◆ **THE TASK**:
Return each line of the records below in which the string "written" turns up.

◆ **DATA EXTRACT**:
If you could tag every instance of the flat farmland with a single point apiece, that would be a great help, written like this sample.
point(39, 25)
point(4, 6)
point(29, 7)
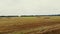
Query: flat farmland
point(30, 25)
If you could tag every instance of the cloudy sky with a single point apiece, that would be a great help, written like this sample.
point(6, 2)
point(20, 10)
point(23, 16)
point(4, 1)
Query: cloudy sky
point(29, 7)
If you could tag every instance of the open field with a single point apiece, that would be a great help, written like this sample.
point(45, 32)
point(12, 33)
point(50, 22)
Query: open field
point(30, 25)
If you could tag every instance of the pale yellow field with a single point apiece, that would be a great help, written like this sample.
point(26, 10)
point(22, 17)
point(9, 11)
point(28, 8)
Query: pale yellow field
point(28, 25)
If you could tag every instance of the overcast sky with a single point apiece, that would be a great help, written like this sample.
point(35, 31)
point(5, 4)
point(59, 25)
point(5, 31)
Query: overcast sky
point(29, 7)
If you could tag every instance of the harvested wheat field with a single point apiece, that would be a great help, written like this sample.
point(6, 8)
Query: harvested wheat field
point(30, 25)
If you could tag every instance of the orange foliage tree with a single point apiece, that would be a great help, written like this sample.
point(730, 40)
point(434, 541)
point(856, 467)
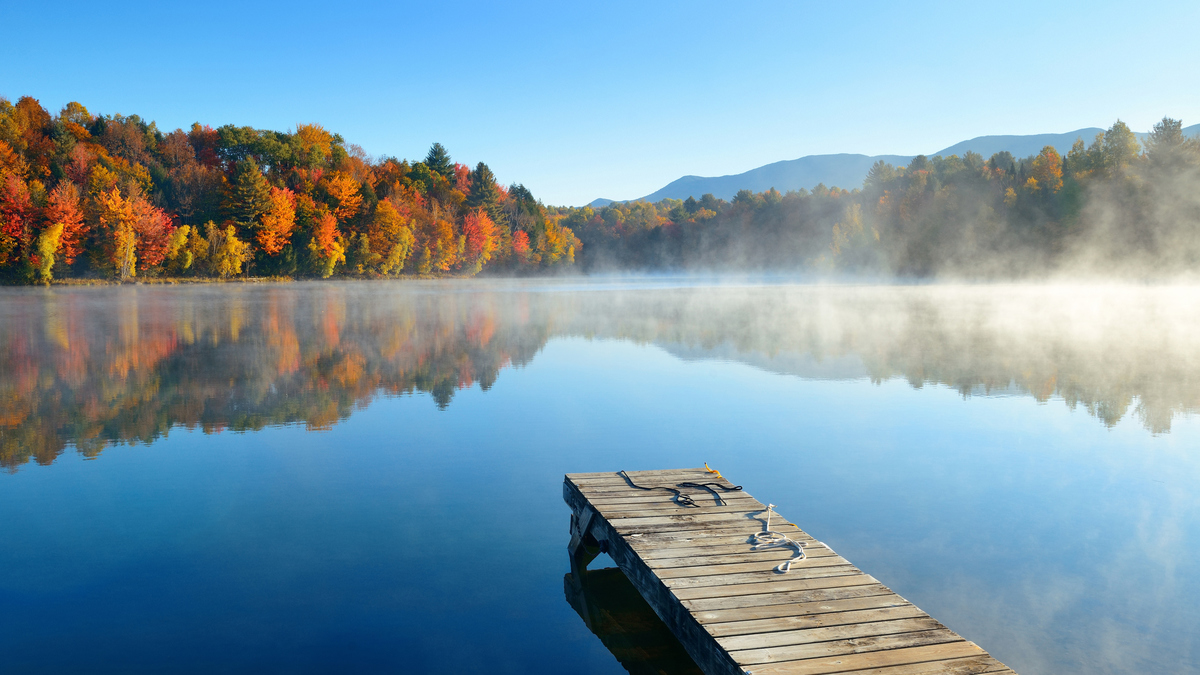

◆ **TASK RESPONSE**:
If you could tag every instance of the flat farmland with a single point apiece, that would be a great help, written like this sample.
If you could tag every instance of the cloudy sky with a single point apiece, that would be a great help, written like this sample.
If you could tag every instance of the open field with a single point apiece, that would be a great help, written like this sample.
If you could tag every instance of the pale yellow field with a single point apiece, that would be a great help, written like this sample.
If you could tag every instance of the overcast sky with a single point apiece, that would be a great help, written like this sample.
If you could tag every instance of the harvested wheat field with a single point apiece, that would be a great help, written like this sample.
If you could tag every instance of the orange foliage tree with a single point apiece, that would be a great help, written like this sample.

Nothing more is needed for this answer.